Some Chinese cities are using samples taken from the anus to detect potential COVID-19 infections as China steps up screening to make sure no potential carrier of the new coronavirus is missed ahead of next month’s the Lunar New Year holidays when tens of millions of people usually travel home to their families.

China has been battling new pockets of the disease that have appeared in the north and northeast with strict lockdowns and mass testing in a bid to stamp out the outbreaks.

Justifying the decision to take anal swabs, a city official in Weinan in northern Shaanxi province said a 52-year-old man with symptoms including coughing initially tested negative for COVID-19. He was then tested via an anal swab.

The man, who was confined to a centralised facility for medical observation as a close contact of another COVID-19 patient earlier this month, was then confirmed to have the virus, the official told a news conference.

Anal swabs require inserting a cotton swab three to five centimetres (1.2 to two inches) into the anus and gently rotating it.

**Record extracts**.
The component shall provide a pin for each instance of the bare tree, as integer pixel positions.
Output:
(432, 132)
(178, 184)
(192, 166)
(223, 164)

**Problem to work on**.
Please carry on the report about Chinese cities using anal swabs to detect COVID-19 from the point where it stops. The lines play no role here.

**The answer**.
In a video posted online by state-backed newspaper Global Times, Zhang Wenhong of Huashan Hospital in Shanghai, said that such swabs could be useful in helping minimise the risk of a relapse after recovery.

“There may be traces of the coronavirus detected in the abdominal cavity faeces and intestine,” Zhang was quoted as saying in the report.

Last week, a Beijing city official said that anal swabs were taken from more than 1,000 teachers, staffers and students at a primary school in the city after an infection had been found there. Nose and throat swabs and serum samples were also collected for testing.

Additional tests using anal swabs can pick up infections that other tests miss, as virus traces in faecal samples or anal swabs could remain detectable for a longer time than in samples taken from upper respiratory tract, Dr Li Tongzeng, a respiratory and infectious disease specialist in Beijing city, told state TV last week.

Li added that such samples were only necessarily for key groups such as those under quarantine.

‘Low harm, extreme humiliation’

Stool tests may be more effective than respiratory tests in identifying COVID-19 infections in children and infants since they carry a higher viral load in their stool than adults, researchers at the Chinese University of Hong Kong (CUHK) found in a paper published last year.

Users of China’s Weibo, its Twitter-like social media platform, reacted to the method with a mix of mirth and horror.

“So lucky I returned to China earlier,” one user wrote.

“Low harm, but extreme humiliation,” another said, using a laughing emoticon.

Others who had undergone the procedure chimed in with dark humour.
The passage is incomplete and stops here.